(Location identification items)
>> BEGIN

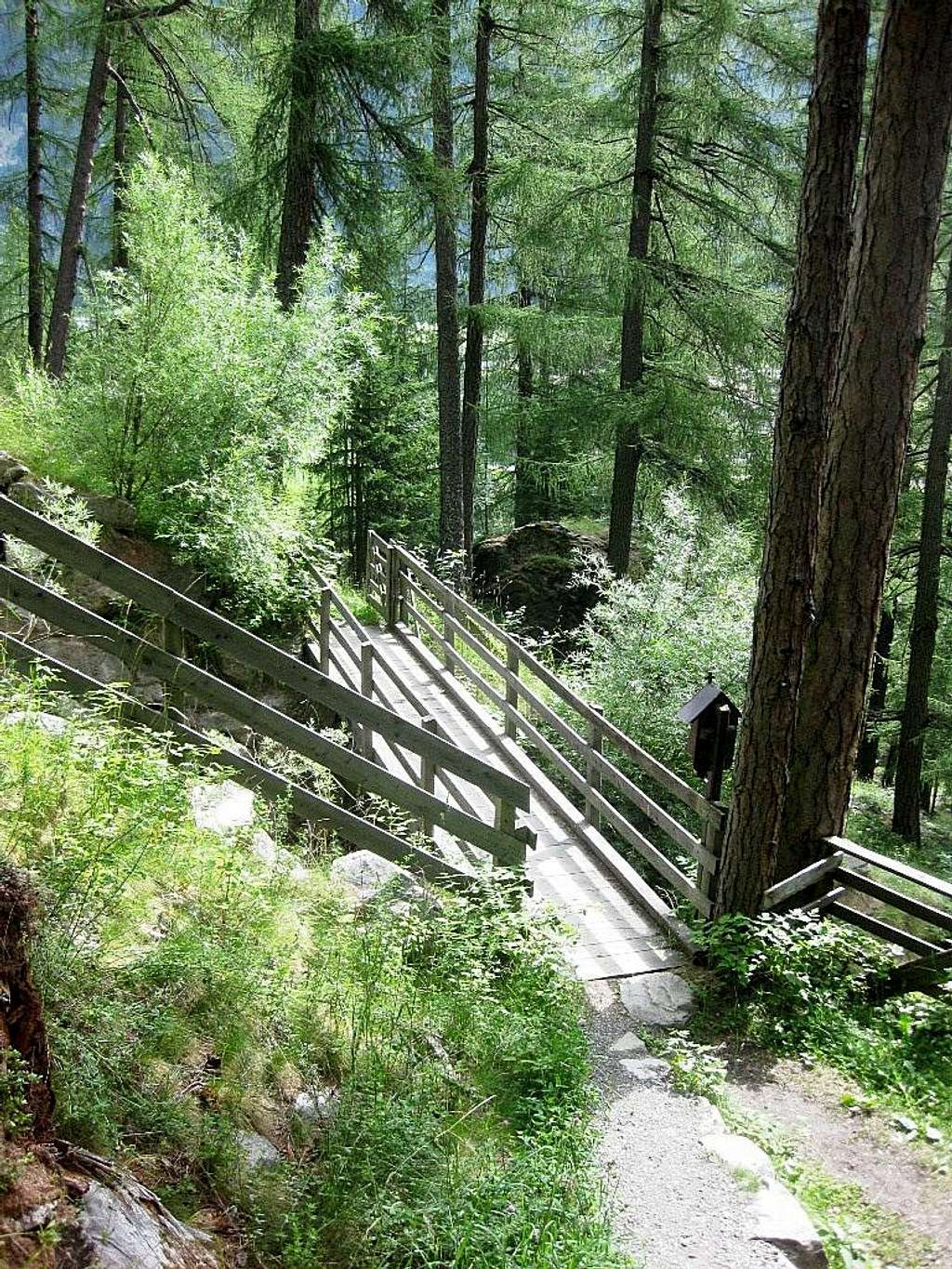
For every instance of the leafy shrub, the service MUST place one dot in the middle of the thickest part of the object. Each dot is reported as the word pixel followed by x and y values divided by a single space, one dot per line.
pixel 191 989
pixel 650 643
pixel 191 392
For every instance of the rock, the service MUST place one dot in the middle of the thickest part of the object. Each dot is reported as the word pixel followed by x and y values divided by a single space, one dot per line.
pixel 86 657
pixel 739 1154
pixel 628 1043
pixel 221 807
pixel 30 493
pixel 645 1070
pixel 257 1150
pixel 657 998
pixel 126 1226
pixel 11 469
pixel 537 569
pixel 114 513
pixel 782 1223
pixel 367 875
pixel 49 723
pixel 275 857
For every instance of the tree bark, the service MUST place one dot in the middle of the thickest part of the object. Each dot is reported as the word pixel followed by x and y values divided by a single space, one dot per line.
pixel 121 128
pixel 926 617
pixel 299 198
pixel 785 598
pixel 524 494
pixel 451 461
pixel 34 185
pixel 869 741
pixel 75 218
pixel 628 449
pixel 479 228
pixel 892 257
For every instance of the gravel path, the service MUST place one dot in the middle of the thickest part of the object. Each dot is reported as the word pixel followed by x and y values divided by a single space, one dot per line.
pixel 674 1206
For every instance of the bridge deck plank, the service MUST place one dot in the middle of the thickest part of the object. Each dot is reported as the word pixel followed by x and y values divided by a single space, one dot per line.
pixel 615 937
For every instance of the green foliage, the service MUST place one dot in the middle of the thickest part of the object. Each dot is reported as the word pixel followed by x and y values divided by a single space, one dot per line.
pixel 192 990
pixel 650 643
pixel 193 395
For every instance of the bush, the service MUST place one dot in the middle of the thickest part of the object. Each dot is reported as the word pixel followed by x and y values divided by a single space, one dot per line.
pixel 192 990
pixel 650 643
pixel 193 395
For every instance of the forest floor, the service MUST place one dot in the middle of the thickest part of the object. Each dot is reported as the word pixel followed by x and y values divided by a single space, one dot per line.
pixel 820 1109
pixel 874 1196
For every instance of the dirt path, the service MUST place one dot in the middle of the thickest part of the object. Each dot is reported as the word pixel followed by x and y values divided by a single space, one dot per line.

>> END

§ **EXERCISE**: Rewrite all of the data above as a numbered list, skipping any blank lines. Leave the pictures out of the answer.

§ **SOLUTION**:
1. For every instance of the leafy shrub, the service MUST place one dot in the middle of the thickest part of the object. Each dot is reported as the word pixel followed by x and y values divided by a single space, one dot per line.
2. pixel 191 989
3. pixel 650 643
4. pixel 191 392
5. For every instance of the rock, the service MUST place one dot in the middle of the thickest part of the object. Each dot is reported as the word pixel followed by x and y values divided by a single space, one dot per line.
6. pixel 86 657
7. pixel 739 1154
8. pixel 628 1043
9. pixel 221 807
10. pixel 30 493
11. pixel 645 1070
12. pixel 257 1150
13. pixel 657 998
14. pixel 126 1226
15. pixel 11 469
16. pixel 537 569
17. pixel 114 513
18. pixel 782 1223
19. pixel 367 875
20. pixel 49 723
21. pixel 275 857
22. For every instance of the tree bark, the service MUST place one dot in the middle of the thickest part of the object. Each dot is reported as the word pixel followed by x and y values divided by a single space, one dot per line.
23. pixel 121 128
24. pixel 926 617
25. pixel 299 198
26. pixel 785 598
27. pixel 524 494
28. pixel 451 461
29. pixel 34 185
30. pixel 869 741
31. pixel 75 218
32. pixel 628 449
33. pixel 479 228
34. pixel 892 257
35. For every instance of the gravel path, the service MUST place one dot in the middle of the thickest part of the object. Each dot is reported as the word pixel followed by x and y values divided by a single space, one dot per line.
36. pixel 674 1206
37. For every instance of the bridge deck plank, the service MUST place one dot in the middle of the thickest part of the object. Each dot is reported as the word pixel followed by x and y values divided by a single space, one dot per line.
38. pixel 615 937
39. For every instance of the green foliage, the service MUST place one dot in the middle of the thickest part of the object. Each dot is reported as the word pixel followed by x and y values divided by a single space, one dot per line.
40. pixel 192 990
41. pixel 650 643
42. pixel 193 395
43. For every instance of the bush, the service MUST place one dot in the middle of the thickest part of the object. Each dot is reported as the word pixel followed by x and y values divided by a single space, one dot per line.
44. pixel 192 990
45. pixel 650 643
46. pixel 193 395
47. For every instance of the forest floor, the service MUST place one dot in the middle of the thickest part of the object. Each dot is reported as the word pixel followed by x and y values divided by a single space, one dot per line.
48. pixel 820 1109
49. pixel 874 1196
50. For every instance of the dirt path, the service MUST place one dot in the middle of the thickest part of the object. Each dot is reported as the word pixel followed by x and y values divided by a single space, one dot per line.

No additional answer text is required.